## Selected text

════════════════

Archive for March, 2010

It’s a Blogiversary!

Mine. Five years. Yes, five years.

Blogging hasn’t been real consistent lately, but Lent is almost over and I’ll be able to go back to being internet obsessed again….so we’ll see. It definitely crosses my mind now and then to let this baby go.

But then, then, stories like these come out that need just a little bit of common sense added to them.
1. From the Washington post on how efficiency isn’t a good thing when you want more hires:

On Friday, the Labor Department will release a closely watched March employment report expected to show the strongest job growth in three years, driven by stabilization in the economy and a rebound from February snowstorms.

2. From the Wall Street Journal on payroll numbers.

Private-sector jobs in the U.S. dropped by 23,000 this month, according to a national employment report published Wednesday by payroll giant Automatic Data Processing Inc. and consultancy firm Macroeconomic Advisers.

Which means, oh joy, either someone’s numbers are wrong, or the “strongest job grown in three years” is a product of the government payroll.

════════════════

## Excerpted records
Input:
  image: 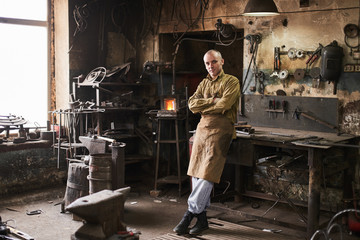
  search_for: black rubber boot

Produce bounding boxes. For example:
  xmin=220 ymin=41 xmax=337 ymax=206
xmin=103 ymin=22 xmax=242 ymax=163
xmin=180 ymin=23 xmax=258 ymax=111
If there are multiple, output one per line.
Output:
xmin=189 ymin=211 xmax=209 ymax=234
xmin=173 ymin=211 xmax=195 ymax=235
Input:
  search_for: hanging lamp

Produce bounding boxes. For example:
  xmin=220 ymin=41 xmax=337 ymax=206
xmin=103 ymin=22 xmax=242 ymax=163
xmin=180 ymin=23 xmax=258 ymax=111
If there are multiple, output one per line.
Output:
xmin=242 ymin=0 xmax=279 ymax=16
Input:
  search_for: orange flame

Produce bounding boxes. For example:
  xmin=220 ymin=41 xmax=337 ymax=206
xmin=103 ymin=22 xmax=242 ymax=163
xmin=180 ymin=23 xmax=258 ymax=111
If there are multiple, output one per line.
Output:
xmin=164 ymin=98 xmax=176 ymax=110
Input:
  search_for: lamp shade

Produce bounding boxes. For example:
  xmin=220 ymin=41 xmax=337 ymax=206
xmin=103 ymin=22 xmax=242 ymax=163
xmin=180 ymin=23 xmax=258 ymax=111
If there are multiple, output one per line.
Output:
xmin=242 ymin=0 xmax=279 ymax=16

════════════════

## Set of tasks
(a) Reproduce everything in the blog post from "But then, then, stories" down to "from February snowstorms.".
(b) Shorten the blog post's paragraph that begins "Blogging hasn't been real consistent lately" to a single brief sentence.
You can set the entries aside; none of them is needed here.

## The results
(a)
But then, then, stories like these come out that need just a little bit of common sense added to them.
1. From the Washington post on how efficiency isn’t a good thing when you want more hires:

On Friday, the Labor Department will release a closely watched March employment report expected to show the strongest job growth in three years, driven by stabilization in the economy and a rebound from February snowstorms.

(b) My blogging has been spotty, but Lent is nearly over and I may get back online more, though I sometimes think about giving up the blog.